• [WORK TO COMPLETE]: Quote the listing below in its entirety.

• [GIVEN INFORMATION]:
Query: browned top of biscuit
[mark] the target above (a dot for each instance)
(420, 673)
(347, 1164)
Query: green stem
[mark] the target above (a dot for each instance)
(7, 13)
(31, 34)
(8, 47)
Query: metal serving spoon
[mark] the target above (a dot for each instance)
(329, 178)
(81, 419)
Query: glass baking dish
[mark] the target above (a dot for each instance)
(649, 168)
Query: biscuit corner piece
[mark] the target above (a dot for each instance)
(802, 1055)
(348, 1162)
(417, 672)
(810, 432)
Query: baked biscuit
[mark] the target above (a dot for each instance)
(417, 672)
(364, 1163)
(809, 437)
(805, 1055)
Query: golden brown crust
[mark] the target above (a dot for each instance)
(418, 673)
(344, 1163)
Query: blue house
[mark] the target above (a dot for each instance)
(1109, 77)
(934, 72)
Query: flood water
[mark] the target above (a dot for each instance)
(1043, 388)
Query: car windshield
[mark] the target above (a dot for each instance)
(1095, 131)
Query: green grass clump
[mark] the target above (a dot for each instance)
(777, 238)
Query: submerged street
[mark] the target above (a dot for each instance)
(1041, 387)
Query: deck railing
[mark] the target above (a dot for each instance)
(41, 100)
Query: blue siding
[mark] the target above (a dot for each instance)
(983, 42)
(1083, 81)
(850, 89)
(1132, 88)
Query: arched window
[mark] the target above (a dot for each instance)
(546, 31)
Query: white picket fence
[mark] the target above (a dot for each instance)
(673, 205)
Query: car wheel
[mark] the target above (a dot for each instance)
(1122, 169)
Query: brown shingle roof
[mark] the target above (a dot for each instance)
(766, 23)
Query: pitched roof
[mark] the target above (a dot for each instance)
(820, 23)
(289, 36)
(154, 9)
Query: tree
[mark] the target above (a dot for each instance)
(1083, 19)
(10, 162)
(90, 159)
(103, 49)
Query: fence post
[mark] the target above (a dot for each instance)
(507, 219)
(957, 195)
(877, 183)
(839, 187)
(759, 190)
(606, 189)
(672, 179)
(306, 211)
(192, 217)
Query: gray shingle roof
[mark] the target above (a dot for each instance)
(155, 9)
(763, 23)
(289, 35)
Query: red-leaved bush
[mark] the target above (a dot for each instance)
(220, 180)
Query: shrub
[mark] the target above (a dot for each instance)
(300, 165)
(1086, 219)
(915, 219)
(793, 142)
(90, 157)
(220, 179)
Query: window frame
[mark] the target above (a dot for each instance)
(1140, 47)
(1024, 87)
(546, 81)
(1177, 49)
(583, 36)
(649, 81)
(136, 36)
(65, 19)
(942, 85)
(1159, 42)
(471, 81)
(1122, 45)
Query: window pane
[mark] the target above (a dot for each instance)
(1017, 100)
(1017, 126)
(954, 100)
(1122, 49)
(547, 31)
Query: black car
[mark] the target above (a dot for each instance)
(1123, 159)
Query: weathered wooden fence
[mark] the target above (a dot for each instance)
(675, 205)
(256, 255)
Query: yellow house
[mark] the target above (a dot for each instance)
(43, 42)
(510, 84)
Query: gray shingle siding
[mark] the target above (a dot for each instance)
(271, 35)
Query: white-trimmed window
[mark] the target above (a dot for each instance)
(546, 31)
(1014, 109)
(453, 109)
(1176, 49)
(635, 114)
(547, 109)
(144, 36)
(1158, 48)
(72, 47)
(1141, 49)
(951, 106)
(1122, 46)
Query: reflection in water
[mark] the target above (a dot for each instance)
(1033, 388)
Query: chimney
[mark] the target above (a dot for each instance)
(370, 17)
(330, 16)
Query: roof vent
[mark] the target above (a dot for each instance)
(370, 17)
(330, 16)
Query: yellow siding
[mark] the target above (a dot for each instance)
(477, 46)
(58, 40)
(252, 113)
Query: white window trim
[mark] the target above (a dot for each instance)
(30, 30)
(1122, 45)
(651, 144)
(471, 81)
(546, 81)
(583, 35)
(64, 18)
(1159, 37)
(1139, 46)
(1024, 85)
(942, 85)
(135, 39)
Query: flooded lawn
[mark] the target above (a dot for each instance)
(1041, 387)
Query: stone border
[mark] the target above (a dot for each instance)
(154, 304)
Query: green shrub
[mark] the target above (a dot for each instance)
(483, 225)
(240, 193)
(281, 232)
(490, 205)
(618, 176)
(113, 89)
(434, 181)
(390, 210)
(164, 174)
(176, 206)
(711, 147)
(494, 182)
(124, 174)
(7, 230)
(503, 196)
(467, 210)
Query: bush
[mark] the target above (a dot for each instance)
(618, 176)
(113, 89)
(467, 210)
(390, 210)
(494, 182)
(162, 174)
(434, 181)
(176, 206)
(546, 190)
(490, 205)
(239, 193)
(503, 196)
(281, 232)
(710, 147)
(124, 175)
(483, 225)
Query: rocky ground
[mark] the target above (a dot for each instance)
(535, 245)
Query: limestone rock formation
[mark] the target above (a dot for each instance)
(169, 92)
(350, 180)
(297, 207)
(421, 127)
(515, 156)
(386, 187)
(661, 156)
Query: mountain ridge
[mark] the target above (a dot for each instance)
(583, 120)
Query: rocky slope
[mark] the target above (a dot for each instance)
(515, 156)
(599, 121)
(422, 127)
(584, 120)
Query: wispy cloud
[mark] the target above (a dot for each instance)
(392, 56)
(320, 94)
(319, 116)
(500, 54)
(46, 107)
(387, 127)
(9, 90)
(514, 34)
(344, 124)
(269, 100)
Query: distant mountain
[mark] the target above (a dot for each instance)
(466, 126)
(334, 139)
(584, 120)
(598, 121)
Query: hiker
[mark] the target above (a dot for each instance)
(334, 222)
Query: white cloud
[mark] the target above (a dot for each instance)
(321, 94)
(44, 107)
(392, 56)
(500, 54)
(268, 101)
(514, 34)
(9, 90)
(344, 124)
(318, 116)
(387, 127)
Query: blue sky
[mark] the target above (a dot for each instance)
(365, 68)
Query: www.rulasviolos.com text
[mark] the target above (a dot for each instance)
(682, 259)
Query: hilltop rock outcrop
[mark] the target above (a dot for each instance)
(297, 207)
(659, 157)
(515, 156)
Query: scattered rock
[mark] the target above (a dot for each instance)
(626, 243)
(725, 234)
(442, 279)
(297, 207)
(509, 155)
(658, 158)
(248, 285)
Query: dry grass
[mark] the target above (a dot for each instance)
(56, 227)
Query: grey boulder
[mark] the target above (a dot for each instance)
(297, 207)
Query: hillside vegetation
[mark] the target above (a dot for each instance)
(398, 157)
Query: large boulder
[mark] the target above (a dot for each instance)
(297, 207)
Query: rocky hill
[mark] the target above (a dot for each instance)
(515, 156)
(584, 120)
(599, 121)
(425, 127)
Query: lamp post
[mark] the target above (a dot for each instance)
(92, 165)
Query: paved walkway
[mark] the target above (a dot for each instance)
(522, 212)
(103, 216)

• [EXERCISE OUTPUT]:
Query: browned top of biscuit
[mark] the target above (a dot for each instance)
(420, 673)
(347, 1164)
Query: green stem
[mark] the target above (a dot for each instance)
(7, 13)
(31, 34)
(8, 47)
Query: metal serving spoon
[mark] the target above (a dot for each instance)
(329, 178)
(81, 419)
Query: glass baking dish
[mark] the target above (a dot for each instance)
(649, 168)
Query: biscuit corner piece
[mark] the target above (a dot for each instance)
(802, 1055)
(348, 1162)
(417, 672)
(810, 432)
Query: baked biscuit
[mark] the target above (a dot for each instance)
(417, 672)
(364, 1163)
(809, 437)
(805, 1055)
Query: golden brown crust
[mark] the target above (a dot for each instance)
(418, 673)
(344, 1163)
Query: blue house
[mark] the target above (a dot for each instance)
(1109, 77)
(934, 72)
Query: flood water
[mark] the target above (a dot for each instance)
(1043, 388)
Query: car windshield
[mark] the target above (a dot for each instance)
(1095, 131)
Query: green grass clump
[mark] the target above (a dot for each instance)
(777, 238)
Query: submerged street
[mark] the target above (a dot for each instance)
(1041, 387)
Query: deck railing
[mark] the target above (a dot for each instance)
(41, 100)
Query: blue siding
[mark] the target above (a dot for each instance)
(983, 42)
(1083, 81)
(850, 89)
(1132, 88)
Query: arched window
[mark] the target above (a dot for each instance)
(546, 31)
Query: white picket fence
[mark] the target above (a dot for each instance)
(673, 205)
Query: car wheel
[mark] the target above (a dot for each instance)
(1122, 169)
Query: brown shingle roof
[mark] the target above (a dot for each instance)
(766, 23)
Query: pitched roof
[mark] the target above (a dot for each instance)
(820, 23)
(289, 36)
(154, 9)
Query: tree
[mark] the target above (a dot for each instance)
(1083, 19)
(10, 162)
(90, 159)
(103, 49)
Query: fence post
[mark] the target above (a dot for each instance)
(507, 219)
(957, 195)
(877, 183)
(839, 187)
(759, 190)
(606, 189)
(672, 179)
(306, 211)
(192, 217)
Query: gray shingle roof
[mark] the target above (a dot for each instance)
(155, 9)
(763, 23)
(289, 35)
Query: red-leaved bush
[mark] the target above (a dot for each instance)
(220, 180)
Query: shrub
[mark] the target above (a dot for each instance)
(300, 165)
(1086, 219)
(915, 219)
(793, 142)
(90, 157)
(220, 179)
Query: window frame
[mark] the target above (a dot for each instance)
(1140, 47)
(1024, 87)
(546, 81)
(1177, 49)
(583, 36)
(649, 81)
(136, 36)
(65, 19)
(942, 85)
(1159, 42)
(471, 81)
(1122, 45)
Query: window pane
[mark] the target above (a dot for each instance)
(1017, 100)
(1017, 126)
(954, 100)
(1122, 49)
(547, 31)
Query: black car
[mark] the target above (a dot for each instance)
(1123, 159)
Query: weathered wooden fence
[mark] the target above (a dot for each instance)
(675, 205)
(256, 255)
Query: yellow house
[mark] the target above (a dot for each instance)
(43, 42)
(510, 84)
Query: gray shingle siding
[mark] the target above (a dot for each instance)
(271, 35)
Query: white-trimmed window
[mark] the target above (a dot for each instance)
(546, 31)
(1014, 109)
(453, 109)
(1176, 49)
(635, 114)
(547, 109)
(144, 36)
(1158, 48)
(72, 47)
(1141, 49)
(951, 106)
(1122, 46)
Query: reflection in water
[mark] the target above (a dot for each instance)
(1033, 388)
Query: chimney
[mark] the target above (a dot for each instance)
(370, 17)
(330, 16)
Query: roof vent
[mark] the target above (a dot for each instance)
(370, 17)
(330, 16)
Query: yellow siding
[mark] the target above (a dot for each instance)
(477, 46)
(58, 40)
(252, 113)
Query: white window trim
[mark] the target above (a dot for each instance)
(30, 30)
(1122, 45)
(651, 144)
(471, 81)
(546, 81)
(583, 35)
(64, 18)
(1159, 37)
(1139, 46)
(1024, 85)
(942, 85)
(135, 39)
Query: flooded lawn
[mark] the target above (a dot for each instance)
(1041, 387)
Query: stone border
[mark] the target above (a dot for each instance)
(154, 304)
Query: green shrub
[mark] the target above (a dot for each instance)
(483, 225)
(240, 193)
(281, 232)
(490, 205)
(618, 176)
(113, 89)
(434, 181)
(390, 210)
(164, 174)
(176, 206)
(711, 147)
(494, 182)
(124, 174)
(7, 230)
(503, 196)
(467, 210)
Query: bush
[mark] the target above (a dot for each instance)
(618, 176)
(113, 89)
(467, 210)
(390, 210)
(494, 182)
(162, 174)
(434, 181)
(176, 206)
(546, 190)
(490, 205)
(239, 193)
(503, 196)
(281, 232)
(710, 147)
(124, 175)
(483, 225)
Query: rocky ground
[mark] the target above (a dot for each instance)
(535, 245)
Query: limestone rock formation
[mark] the target above (a dot for each instance)
(169, 92)
(350, 180)
(297, 207)
(421, 127)
(515, 156)
(386, 187)
(661, 156)
Query: mountain ridge
[mark] the target above (a dot for each instance)
(583, 120)
Query: rocky slope
[mark] the target above (a dot for each instance)
(515, 156)
(599, 121)
(422, 127)
(584, 120)
Query: wispy cloud
[mark] the target above (a dot for each instance)
(392, 56)
(320, 94)
(319, 116)
(500, 54)
(46, 107)
(387, 127)
(9, 90)
(514, 34)
(344, 124)
(269, 100)
Query: distant mountain
[mark] the target above (a dot for each instance)
(466, 126)
(334, 139)
(584, 120)
(598, 121)
Query: hiker
[mark] the target above (a dot for each instance)
(334, 222)
Query: white cloud
[mark] the target above (a dot for each instance)
(321, 94)
(44, 107)
(392, 56)
(500, 54)
(268, 101)
(514, 34)
(9, 90)
(344, 124)
(318, 116)
(387, 127)
Query: blue sky
[mark] the target above (a dot for each instance)
(365, 68)
Query: www.rulasviolos.com text
[mark] the target above (a dot for each instance)
(682, 259)
Query: hilltop rock outcrop
[mark] the target above (a dot for each instance)
(297, 207)
(659, 157)
(515, 156)
Query: scattered rock
[mark] the target above (a dot for each instance)
(626, 243)
(725, 234)
(442, 279)
(297, 207)
(509, 155)
(658, 158)
(248, 285)
Query: dry grass
[mark] the target above (a dot for each instance)
(56, 227)
Query: grey boulder
[mark] the target above (a dot for each instance)
(297, 207)
Query: hillside vegetation
[mark] the target above (a dot for each instance)
(398, 157)
Query: large boulder
[mark] the target above (a dot for each instance)
(297, 207)
Query: rocky hill
[mark] the target above (a dot for each instance)
(515, 156)
(584, 120)
(599, 121)
(425, 127)
Query: lamp post
[mark] the target above (a dot for each instance)
(92, 165)
Query: paved walkway
[mark] the target above (a dot for each instance)
(522, 212)
(103, 216)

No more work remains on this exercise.